-------- Extrait source --------

Première rentrée en REP : peurs et clichés revus et corrigés. Ou pas.

Lilia De Carvalho
20 juillet 2018 16:02
5 mn

Quand on débarque en REP, on a... peur (même quand c'est un choix). Alors Aude, qui a passé du temps en REP et qui ne veut plus en partir, propose ici de parler de certains de ces éléments qui nous empêchent de dormir alors que...

 

LES ÉLÈVES SONT VIOLENTS ET INGÉRABLES

Individuellement, les élèves sont adorables. Malheureusement, ils vivent dans une misère sociale importante et leur culture est souvent différente. Concrètement, cela signifie qu'ils manquent de repère. Cette absence de cadre laisse à certains l'espace pour devenir violents, d'autant qu'ils apportent avec eux en classe la violence qu'ils vivent dans les cités où ils habitent. Un des objectifs de l'équipe pédagogique est donc de créer ce cadre dont ils manquent. Les élèves de REP en ont encore plus besoin qu’ailleurs. On peut donc entendre, voir, vivre des choses violentes, mais en tant que prof, on doit se rappeler qu'on peut changer ça, au moins dans sa salle de classe, et ce sera déjà leur offrir un moment de paix relative dans leur journée. 

" On pense donc à construire des règles claires, comprises et cohérentes. "

Par rapport à un milieu scolaire plus "classique", on ne peut pas du tout se permettre de poser un cadre et de ne pas le respecter. Ce cadre peut bien sûr évoluer mais il faut l’expliquer, l’expliciter et toujours, toujours RESTER COHÉRENT.E ! Toujours, tout le temps. L'enjeu est de leur montrer que vous représentez l’adulte responsable, ce dont ils n’ont pas l’habitude. 

" Le gros piège, c’est de vouloir être aimé.e. "

La posture à adopter est aussi déterminante. Or notre rôle n’est pas d'être aimé.e. La relation affective est importante, mais notre métier consiste à guider nos élèves vers les apprentissages et leur donner le goût d’apprendre. Ce piège est peut-être le plus difficile à éviter. Il vaut peut-être mieux dans ce cas être TROP strict.e au début et poser le cadre de façon très solide pour se donner ensuite la liberté de se détendre au sein de ce cadre.

--------

**Exercice court**
Reformulez sous forme de liste le paragraphe de l'extrait sur la rentrée en REP qui débute par « Individuellement, les élèves sont adorables ». Conservez-en les faits principaux.

-------- Données brutes --------

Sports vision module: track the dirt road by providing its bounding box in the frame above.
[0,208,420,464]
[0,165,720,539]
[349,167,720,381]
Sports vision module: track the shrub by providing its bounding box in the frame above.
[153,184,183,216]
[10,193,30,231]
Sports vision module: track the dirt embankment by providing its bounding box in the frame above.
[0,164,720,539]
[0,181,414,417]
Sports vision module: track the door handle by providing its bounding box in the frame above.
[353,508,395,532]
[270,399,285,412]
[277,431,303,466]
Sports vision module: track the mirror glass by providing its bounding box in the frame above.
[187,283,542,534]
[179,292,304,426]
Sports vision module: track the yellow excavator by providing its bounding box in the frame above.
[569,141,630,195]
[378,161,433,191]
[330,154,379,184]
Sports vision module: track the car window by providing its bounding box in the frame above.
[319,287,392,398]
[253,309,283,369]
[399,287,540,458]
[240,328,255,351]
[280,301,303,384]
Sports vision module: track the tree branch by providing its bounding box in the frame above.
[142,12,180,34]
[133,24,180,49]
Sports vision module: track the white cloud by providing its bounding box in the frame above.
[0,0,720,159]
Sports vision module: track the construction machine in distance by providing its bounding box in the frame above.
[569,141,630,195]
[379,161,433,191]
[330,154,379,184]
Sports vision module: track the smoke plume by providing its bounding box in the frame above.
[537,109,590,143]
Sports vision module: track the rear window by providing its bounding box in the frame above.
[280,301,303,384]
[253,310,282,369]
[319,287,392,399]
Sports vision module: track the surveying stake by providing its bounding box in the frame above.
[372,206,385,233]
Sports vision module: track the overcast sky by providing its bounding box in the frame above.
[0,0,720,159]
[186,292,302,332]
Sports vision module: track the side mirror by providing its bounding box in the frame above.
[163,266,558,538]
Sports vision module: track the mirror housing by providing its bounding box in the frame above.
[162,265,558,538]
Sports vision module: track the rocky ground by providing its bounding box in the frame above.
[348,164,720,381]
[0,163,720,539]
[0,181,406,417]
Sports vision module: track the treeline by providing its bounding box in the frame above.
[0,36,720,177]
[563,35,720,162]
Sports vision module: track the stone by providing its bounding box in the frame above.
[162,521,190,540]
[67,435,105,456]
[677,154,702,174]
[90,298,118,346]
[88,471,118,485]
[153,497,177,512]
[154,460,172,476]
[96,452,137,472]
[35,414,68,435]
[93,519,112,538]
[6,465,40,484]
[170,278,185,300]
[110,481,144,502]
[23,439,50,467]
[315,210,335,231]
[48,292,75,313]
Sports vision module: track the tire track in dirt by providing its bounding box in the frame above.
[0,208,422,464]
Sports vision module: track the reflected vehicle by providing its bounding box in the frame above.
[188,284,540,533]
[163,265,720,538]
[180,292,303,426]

--------

**Réponse proposée**
- Pris un par un, les élèves sont adorables, mais ils vivent dans une grande misère sociale et leur culture est souvent différente.
- Ils manquent donc de repères. Ce manque de cadre laisse à certains la place de devenir violents, d'autant qu'ils apportent en classe la violence vécue dans leurs cités.
- L'équipe pédagogique cherche à créer ce cadre, dont les élèves de REP ont encore plus besoin qu'ailleurs.
- Face à la violence, le professeur doit se rappeler qu'il peut changer les choses, au moins dans sa classe. Il offre ainsi aux élèves un moment de paix relative dans leur journée.